→ **AIM OF THE TASK**
Repeat each of the following rows word for word, without changing anything.

→ **ENTRIES**
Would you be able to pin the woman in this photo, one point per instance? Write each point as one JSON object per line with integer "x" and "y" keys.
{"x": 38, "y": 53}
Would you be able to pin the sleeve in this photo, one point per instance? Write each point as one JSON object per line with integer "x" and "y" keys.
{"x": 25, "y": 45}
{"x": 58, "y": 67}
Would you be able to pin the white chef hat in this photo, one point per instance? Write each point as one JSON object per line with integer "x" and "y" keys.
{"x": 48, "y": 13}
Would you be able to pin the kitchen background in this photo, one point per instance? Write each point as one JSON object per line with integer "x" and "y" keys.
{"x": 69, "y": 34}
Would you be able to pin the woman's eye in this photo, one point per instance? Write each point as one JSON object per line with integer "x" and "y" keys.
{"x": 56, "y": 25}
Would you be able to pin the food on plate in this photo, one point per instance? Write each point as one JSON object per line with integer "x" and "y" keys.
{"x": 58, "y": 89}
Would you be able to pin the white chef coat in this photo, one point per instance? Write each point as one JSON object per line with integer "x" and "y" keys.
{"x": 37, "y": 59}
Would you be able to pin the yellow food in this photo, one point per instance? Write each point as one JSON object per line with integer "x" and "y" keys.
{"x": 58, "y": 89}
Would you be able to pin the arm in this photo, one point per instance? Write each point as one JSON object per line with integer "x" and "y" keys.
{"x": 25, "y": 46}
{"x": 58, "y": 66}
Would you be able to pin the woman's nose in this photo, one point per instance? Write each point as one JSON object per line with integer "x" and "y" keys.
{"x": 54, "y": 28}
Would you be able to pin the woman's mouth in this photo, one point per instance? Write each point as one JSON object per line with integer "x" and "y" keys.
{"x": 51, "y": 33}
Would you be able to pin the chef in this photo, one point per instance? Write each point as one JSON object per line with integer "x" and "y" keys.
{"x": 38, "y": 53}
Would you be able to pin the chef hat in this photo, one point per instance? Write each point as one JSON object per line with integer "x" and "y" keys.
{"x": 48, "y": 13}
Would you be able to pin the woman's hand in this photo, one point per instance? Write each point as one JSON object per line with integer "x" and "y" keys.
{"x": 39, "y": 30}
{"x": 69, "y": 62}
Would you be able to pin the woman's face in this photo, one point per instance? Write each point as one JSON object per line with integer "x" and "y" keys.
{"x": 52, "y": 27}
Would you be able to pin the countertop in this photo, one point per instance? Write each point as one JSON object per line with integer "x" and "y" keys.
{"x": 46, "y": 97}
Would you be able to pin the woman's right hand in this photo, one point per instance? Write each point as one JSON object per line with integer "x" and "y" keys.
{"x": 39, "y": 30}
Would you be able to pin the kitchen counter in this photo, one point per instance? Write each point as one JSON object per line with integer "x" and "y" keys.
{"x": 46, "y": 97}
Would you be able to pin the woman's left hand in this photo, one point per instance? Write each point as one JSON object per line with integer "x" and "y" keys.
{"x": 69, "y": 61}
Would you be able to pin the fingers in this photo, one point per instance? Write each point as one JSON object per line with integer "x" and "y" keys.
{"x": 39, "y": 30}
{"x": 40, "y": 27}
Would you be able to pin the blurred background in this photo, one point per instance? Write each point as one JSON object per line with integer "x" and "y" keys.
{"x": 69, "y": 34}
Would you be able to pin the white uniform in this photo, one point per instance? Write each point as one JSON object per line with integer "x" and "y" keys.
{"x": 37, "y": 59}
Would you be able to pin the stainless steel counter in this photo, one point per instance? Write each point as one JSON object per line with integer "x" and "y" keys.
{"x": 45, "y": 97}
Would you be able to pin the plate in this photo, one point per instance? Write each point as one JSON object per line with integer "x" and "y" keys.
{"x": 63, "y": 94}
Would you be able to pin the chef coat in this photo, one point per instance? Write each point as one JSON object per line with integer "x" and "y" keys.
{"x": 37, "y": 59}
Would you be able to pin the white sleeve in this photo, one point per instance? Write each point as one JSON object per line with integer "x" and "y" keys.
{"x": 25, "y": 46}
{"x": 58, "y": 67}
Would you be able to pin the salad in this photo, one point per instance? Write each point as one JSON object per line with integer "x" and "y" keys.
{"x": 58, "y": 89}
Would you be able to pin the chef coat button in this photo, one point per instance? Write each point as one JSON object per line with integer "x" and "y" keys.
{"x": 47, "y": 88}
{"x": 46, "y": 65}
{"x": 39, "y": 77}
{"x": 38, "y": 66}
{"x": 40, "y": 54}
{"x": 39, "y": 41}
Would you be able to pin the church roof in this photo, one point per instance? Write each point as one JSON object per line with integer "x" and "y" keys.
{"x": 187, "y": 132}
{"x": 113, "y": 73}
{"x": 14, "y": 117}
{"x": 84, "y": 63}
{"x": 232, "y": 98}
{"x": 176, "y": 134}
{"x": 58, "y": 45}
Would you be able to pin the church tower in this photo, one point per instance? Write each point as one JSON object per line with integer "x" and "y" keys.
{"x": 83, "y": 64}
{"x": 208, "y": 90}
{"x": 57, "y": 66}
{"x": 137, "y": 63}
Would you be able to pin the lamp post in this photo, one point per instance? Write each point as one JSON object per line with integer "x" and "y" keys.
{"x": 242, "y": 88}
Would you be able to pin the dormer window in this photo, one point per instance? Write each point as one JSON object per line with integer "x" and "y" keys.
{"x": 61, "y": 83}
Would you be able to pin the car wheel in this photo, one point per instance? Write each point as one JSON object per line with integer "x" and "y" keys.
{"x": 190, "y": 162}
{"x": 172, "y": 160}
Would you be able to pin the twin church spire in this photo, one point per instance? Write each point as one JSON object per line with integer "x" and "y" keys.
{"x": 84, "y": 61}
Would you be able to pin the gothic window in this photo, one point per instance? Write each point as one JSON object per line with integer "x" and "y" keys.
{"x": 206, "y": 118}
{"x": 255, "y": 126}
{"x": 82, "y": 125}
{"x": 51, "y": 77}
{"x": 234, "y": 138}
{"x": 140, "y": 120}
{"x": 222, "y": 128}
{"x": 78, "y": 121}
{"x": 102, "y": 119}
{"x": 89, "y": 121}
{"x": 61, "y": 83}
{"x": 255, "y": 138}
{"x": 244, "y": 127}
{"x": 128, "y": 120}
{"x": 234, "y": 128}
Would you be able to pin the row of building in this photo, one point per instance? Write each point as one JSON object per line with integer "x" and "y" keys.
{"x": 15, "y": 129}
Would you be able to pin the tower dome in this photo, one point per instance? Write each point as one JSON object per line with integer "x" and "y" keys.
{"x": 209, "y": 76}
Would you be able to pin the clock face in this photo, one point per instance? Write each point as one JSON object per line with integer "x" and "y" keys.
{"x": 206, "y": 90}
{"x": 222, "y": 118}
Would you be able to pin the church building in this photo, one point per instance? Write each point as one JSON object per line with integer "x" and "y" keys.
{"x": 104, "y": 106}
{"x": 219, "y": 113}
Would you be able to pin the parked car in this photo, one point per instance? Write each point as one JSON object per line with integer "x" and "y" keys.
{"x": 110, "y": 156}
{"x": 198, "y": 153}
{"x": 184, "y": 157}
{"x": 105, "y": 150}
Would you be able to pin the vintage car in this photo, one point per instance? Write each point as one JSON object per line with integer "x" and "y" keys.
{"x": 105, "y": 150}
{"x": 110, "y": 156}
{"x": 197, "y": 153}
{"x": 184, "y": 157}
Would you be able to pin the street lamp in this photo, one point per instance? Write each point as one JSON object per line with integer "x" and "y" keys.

→ **CORRECT RESPONSE**
Would you be able to pin the woman in this photo, one point per instance? Write each point as one JSON object per line with integer "x" and "y" keys.
{"x": 38, "y": 53}
Would you be able to pin the sleeve in this photo, one point per instance? Write each point as one JSON object per line with integer "x" and "y" keys.
{"x": 25, "y": 45}
{"x": 58, "y": 67}
Would you be able to pin the white chef hat in this photo, one point per instance? Write each point as one JSON object per line with integer "x" and "y" keys.
{"x": 48, "y": 13}
Would you be able to pin the kitchen background in this photo, one point per instance? Write each point as one JSON object per line with integer "x" and "y" keys.
{"x": 69, "y": 34}
Would you be able to pin the woman's eye in this photo, one point per instance? Write each point as one JSON object per line with integer "x" and "y" keys.
{"x": 56, "y": 25}
Would you be able to pin the food on plate in this photo, one point per instance? Write each point as one JSON object per line with integer "x" and "y" keys.
{"x": 58, "y": 89}
Would you be able to pin the white chef coat in this photo, one point per instance? Write each point as one JSON object per line with integer "x" and "y" keys.
{"x": 37, "y": 59}
Would you be able to pin the yellow food in this photo, one point per instance? Write each point as one JSON object per line with integer "x" and "y" keys.
{"x": 58, "y": 89}
Would you be able to pin the arm in this photo, one point per instance? Write each point as one JSON object per line with integer "x" and "y" keys.
{"x": 25, "y": 46}
{"x": 58, "y": 66}
Would you be able to pin the woman's nose in this photo, one point per instance? Write each point as one JSON object per line with integer "x" and "y" keys.
{"x": 54, "y": 28}
Would you be able to pin the woman's mouth in this photo, one point per instance? Write each point as one JSON object per line with integer "x" and "y" keys.
{"x": 51, "y": 33}
Would you be able to pin the chef in this photo, one point per instance? Write each point as one JSON object per line with integer "x" and "y" keys.
{"x": 38, "y": 53}
Would you be able to pin the chef hat in this photo, one point per instance? Write each point as one JSON object per line with integer "x" and "y" keys.
{"x": 48, "y": 13}
Would you be able to pin the woman's hand in this photo, one point per instance? Write each point as one JSON object per line with integer "x" and "y" keys.
{"x": 39, "y": 30}
{"x": 69, "y": 62}
Would you be able to pin the woman's face in this photo, one point per instance? Write each point as one JSON object per line with integer "x" and "y" keys.
{"x": 52, "y": 27}
Would you be able to pin the countertop in this photo, one point per instance? Write each point as one JSON object per line with integer "x" and "y" keys.
{"x": 46, "y": 97}
Would you be able to pin the woman's right hand in this photo, one point per instance? Write each point as one JSON object per line with integer "x" and "y" keys.
{"x": 39, "y": 30}
Would you be able to pin the kitchen counter in this photo, one point per instance? Write each point as one JSON object per line with integer "x" and "y" keys.
{"x": 46, "y": 97}
Would you be able to pin the woman's left hand in this photo, one point per instance? Write each point as one JSON object per line with integer "x" and "y" keys.
{"x": 69, "y": 61}
Would you be able to pin the fingers in this photo, one point per instance? Write each point as one JSON object per line with integer "x" and "y" keys.
{"x": 39, "y": 30}
{"x": 40, "y": 27}
Would you be able to pin the blurred background in this photo, one point per instance? Write each point as one JSON object per line with integer "x" and "y" keys.
{"x": 69, "y": 34}
Would you be able to pin the white uniform in this photo, one point per instance? Write each point as one JSON object per line with integer "x" and "y" keys.
{"x": 37, "y": 59}
Would you be able to pin the stainless steel counter in this photo, one point per instance? Write each point as one JSON object per line with integer "x" and "y" keys.
{"x": 45, "y": 97}
Would you be able to pin the plate in this photo, one point per instance? Write each point as one JSON object per line with integer "x" and "y" keys.
{"x": 63, "y": 94}
Would you be able to pin the chef coat in this photo, one point per instance? Write each point as one JSON object per line with integer "x" and "y" keys.
{"x": 37, "y": 59}
Would you be able to pin the white sleeve in this photo, one point per instance? Write each point as one JSON object per line with integer "x" and "y" keys.
{"x": 25, "y": 46}
{"x": 58, "y": 67}
Would you be able to pin the salad in this photo, one point per instance? Write each point as one JSON object per line with integer "x" and "y" keys.
{"x": 58, "y": 89}
Would you be able to pin the chef coat button in this photo, one point per instance? Write each point as one JSON object per line with integer "x" and "y" keys.
{"x": 47, "y": 88}
{"x": 46, "y": 65}
{"x": 39, "y": 77}
{"x": 38, "y": 66}
{"x": 40, "y": 54}
{"x": 39, "y": 41}
Would you be able to pin the church roof in this photo, one point per instance? Write each point as one JSON object per line with integer "x" and "y" keys.
{"x": 187, "y": 132}
{"x": 113, "y": 73}
{"x": 14, "y": 117}
{"x": 84, "y": 63}
{"x": 232, "y": 98}
{"x": 176, "y": 134}
{"x": 58, "y": 45}
Would you be able to pin the church tower in this photo, one point per instance? Write each point as one JSON object per line with integer "x" and "y" keys.
{"x": 83, "y": 64}
{"x": 208, "y": 90}
{"x": 57, "y": 66}
{"x": 137, "y": 63}
Would you be able to pin the lamp post in this photo, one point per instance? Write each point as one JSON object per line with integer "x" and "y" keys.
{"x": 242, "y": 88}
Would you be able to pin the dormer window in this photo, one point per instance? Write each point as one JSON object per line with integer "x" and "y" keys.
{"x": 61, "y": 83}
Would you be able to pin the car wheel in this photo, one point per instance? Write each point as one JSON object per line with integer "x" and "y" keys.
{"x": 190, "y": 162}
{"x": 172, "y": 160}
Would you be able to pin the twin church spire in this photo, one point per instance? Write each point as one JSON object per line with integer "x" and "y" keys.
{"x": 84, "y": 61}
Would you be able to pin the gothic window in this photo, one point per instance? Write each point as one JSON object per line with integer "x" and "y" keys.
{"x": 206, "y": 118}
{"x": 255, "y": 126}
{"x": 82, "y": 125}
{"x": 51, "y": 77}
{"x": 234, "y": 138}
{"x": 140, "y": 120}
{"x": 222, "y": 128}
{"x": 78, "y": 121}
{"x": 102, "y": 119}
{"x": 89, "y": 121}
{"x": 61, "y": 83}
{"x": 255, "y": 138}
{"x": 244, "y": 127}
{"x": 128, "y": 120}
{"x": 234, "y": 128}
Would you be able to pin the row of building in this photo, one point per instance? Write each point as one JSON object per line with integer "x" and "y" keys.
{"x": 15, "y": 129}
Would you be able to pin the tower dome in this photo, one point per instance? Write each point as one JSON object per line with integer "x" and "y" keys.
{"x": 209, "y": 76}
Would you be able to pin the clock face in this photo, one point per instance? Write each point as one JSON object per line with integer "x" and "y" keys.
{"x": 206, "y": 90}
{"x": 222, "y": 118}
Would you be able to pin the church building in this photo, one point per instance? Write each point as one JSON object per line with integer "x" and "y" keys.
{"x": 104, "y": 106}
{"x": 219, "y": 113}
Would you be able to pin the parked car in this photo, one point per instance? Write each point as one JSON object per line with integer "x" and "y" keys.
{"x": 110, "y": 156}
{"x": 198, "y": 153}
{"x": 184, "y": 157}
{"x": 105, "y": 150}
Would you be able to pin the vintage car in this photo, one point per instance? Write each point as one JSON object per line with integer "x" and "y" keys.
{"x": 105, "y": 150}
{"x": 110, "y": 156}
{"x": 197, "y": 153}
{"x": 184, "y": 157}
Would you be able to pin the street lamp in this photo, one point per instance? Write each point as one JSON object per line with integer "x" and "y" keys.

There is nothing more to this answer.